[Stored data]
+--

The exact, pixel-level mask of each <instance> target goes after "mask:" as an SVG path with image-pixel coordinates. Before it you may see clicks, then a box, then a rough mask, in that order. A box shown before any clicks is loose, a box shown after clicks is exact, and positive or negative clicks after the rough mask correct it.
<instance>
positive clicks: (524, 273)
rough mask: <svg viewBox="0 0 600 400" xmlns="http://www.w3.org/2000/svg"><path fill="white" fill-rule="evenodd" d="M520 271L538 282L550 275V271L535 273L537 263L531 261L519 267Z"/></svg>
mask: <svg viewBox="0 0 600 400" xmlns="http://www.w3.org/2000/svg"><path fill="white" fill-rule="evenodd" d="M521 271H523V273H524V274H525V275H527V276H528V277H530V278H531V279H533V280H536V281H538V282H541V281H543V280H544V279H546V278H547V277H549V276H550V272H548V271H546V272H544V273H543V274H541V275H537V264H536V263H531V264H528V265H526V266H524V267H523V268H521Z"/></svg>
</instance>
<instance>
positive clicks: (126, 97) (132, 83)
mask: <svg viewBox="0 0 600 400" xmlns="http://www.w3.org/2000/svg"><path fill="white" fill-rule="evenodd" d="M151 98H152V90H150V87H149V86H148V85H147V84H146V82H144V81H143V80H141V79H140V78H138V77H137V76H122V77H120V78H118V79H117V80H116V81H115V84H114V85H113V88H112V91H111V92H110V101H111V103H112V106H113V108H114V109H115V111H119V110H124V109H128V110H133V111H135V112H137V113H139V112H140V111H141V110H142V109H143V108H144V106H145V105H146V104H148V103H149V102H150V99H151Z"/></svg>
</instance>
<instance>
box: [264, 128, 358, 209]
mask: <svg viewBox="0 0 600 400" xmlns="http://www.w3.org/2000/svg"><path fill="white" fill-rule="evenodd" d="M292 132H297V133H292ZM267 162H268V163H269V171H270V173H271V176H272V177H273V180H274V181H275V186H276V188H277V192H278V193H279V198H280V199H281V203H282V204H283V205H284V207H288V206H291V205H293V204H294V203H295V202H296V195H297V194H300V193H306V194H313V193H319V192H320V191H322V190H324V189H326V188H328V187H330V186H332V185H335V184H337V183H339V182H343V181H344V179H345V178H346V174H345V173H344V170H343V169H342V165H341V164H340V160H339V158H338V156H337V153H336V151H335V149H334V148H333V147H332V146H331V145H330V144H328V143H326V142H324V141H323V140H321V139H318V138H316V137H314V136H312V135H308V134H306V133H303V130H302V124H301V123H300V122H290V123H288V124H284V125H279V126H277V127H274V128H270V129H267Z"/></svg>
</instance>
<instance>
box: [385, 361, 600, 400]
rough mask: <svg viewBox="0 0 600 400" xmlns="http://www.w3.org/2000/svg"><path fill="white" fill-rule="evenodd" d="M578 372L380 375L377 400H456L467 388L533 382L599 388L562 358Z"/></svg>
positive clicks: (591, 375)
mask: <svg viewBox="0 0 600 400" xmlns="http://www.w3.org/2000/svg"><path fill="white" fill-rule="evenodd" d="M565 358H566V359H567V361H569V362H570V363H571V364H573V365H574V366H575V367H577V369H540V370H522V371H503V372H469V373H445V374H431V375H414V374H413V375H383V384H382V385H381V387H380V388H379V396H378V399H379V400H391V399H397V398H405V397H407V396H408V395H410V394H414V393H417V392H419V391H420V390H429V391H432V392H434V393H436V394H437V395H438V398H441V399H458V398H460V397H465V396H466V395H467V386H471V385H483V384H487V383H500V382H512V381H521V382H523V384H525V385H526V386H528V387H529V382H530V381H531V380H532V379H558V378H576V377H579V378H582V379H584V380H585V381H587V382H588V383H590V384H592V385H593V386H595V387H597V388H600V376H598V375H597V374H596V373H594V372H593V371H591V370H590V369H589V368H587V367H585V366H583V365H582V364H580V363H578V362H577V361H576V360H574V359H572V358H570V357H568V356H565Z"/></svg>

+--

▸ **TASK GOAL**
Print all of the lines above, copying each one exactly.

▸ **ANSWER BOX**
The exact, pixel-level mask of each <instance> target goes after "mask:" as an SVG path with image-pixel coordinates. Before it you may see clicks, then a box, then a rough mask, in that order. A box shown before any clicks is loose, a box shown after clicks is exact, and positive or negative clicks after the rough mask correct it.
<instance>
positive clicks: (524, 273)
rough mask: <svg viewBox="0 0 600 400" xmlns="http://www.w3.org/2000/svg"><path fill="white" fill-rule="evenodd" d="M520 271L538 282L550 275V271L535 273L537 263L531 261L519 267Z"/></svg>
mask: <svg viewBox="0 0 600 400" xmlns="http://www.w3.org/2000/svg"><path fill="white" fill-rule="evenodd" d="M521 271H523V273H524V274H525V275H527V276H528V277H530V278H531V279H533V280H536V281H538V282H541V281H543V280H544V279H546V278H547V277H549V276H550V272H548V271H546V272H544V273H543V274H541V275H537V264H536V263H531V264H528V265H526V266H524V267H523V268H521Z"/></svg>
</instance>
<instance>
positive clicks: (126, 97) (132, 83)
mask: <svg viewBox="0 0 600 400" xmlns="http://www.w3.org/2000/svg"><path fill="white" fill-rule="evenodd" d="M151 98H152V90H150V87H149V86H148V85H147V84H146V82H144V81H143V80H141V79H140V78H138V77H137V76H122V77H120V78H118V79H117V80H116V81H115V84H114V85H113V88H112V91H111V92H110V101H111V103H112V106H113V108H114V109H115V111H119V110H124V109H128V110H133V111H135V112H137V113H139V112H140V111H141V110H142V109H143V108H144V106H145V105H146V104H148V103H149V102H150V99H151Z"/></svg>
</instance>
<instance>
box: [264, 128, 358, 209]
mask: <svg viewBox="0 0 600 400" xmlns="http://www.w3.org/2000/svg"><path fill="white" fill-rule="evenodd" d="M292 132H297V133H292ZM267 162H268V163H269V171H270V173H271V176H272V177H273V180H274V181H275V186H276V188H277V192H278V193H279V198H280V199H281V203H282V204H283V205H284V207H288V206H291V205H293V204H294V203H295V202H296V195H297V194H300V193H306V194H313V193H319V192H320V191H322V190H324V189H326V188H328V187H330V186H332V185H335V184H337V183H339V182H343V181H344V179H345V178H346V174H345V173H344V170H343V169H342V165H341V164H340V160H339V158H338V156H337V153H336V151H335V149H334V148H333V147H332V146H331V145H330V144H328V143H326V142H324V141H323V140H321V139H318V138H316V137H314V136H312V135H308V134H306V133H303V130H302V124H301V123H300V122H290V123H288V124H284V125H279V126H277V127H274V128H270V129H267Z"/></svg>
</instance>
<instance>
box: [385, 361, 600, 400]
rough mask: <svg viewBox="0 0 600 400" xmlns="http://www.w3.org/2000/svg"><path fill="white" fill-rule="evenodd" d="M578 372L380 375L377 400H456L467 388L533 382L599 388L562 358Z"/></svg>
positive clicks: (591, 375)
mask: <svg viewBox="0 0 600 400" xmlns="http://www.w3.org/2000/svg"><path fill="white" fill-rule="evenodd" d="M565 358H566V359H567V361H569V362H570V363H571V364H573V365H574V366H575V367H577V369H540V370H522V371H503V372H469V373H445V374H431V375H414V374H413V375H383V384H382V385H381V387H380V388H379V396H378V399H379V400H391V399H397V398H405V397H407V396H408V395H410V394H414V393H417V392H419V391H420V390H429V391H432V392H434V393H436V394H437V395H438V398H441V399H458V398H460V397H465V396H466V395H467V386H471V385H483V384H487V383H500V382H512V381H521V382H523V384H525V385H526V386H528V387H529V382H530V381H531V380H532V379H558V378H576V377H579V378H582V379H584V380H585V381H587V382H588V383H590V384H592V385H593V386H595V387H597V388H600V376H598V375H597V374H596V373H594V372H593V371H591V370H590V369H589V368H587V367H585V366H583V365H582V364H580V363H578V362H577V361H576V360H574V359H572V358H570V357H568V356H565Z"/></svg>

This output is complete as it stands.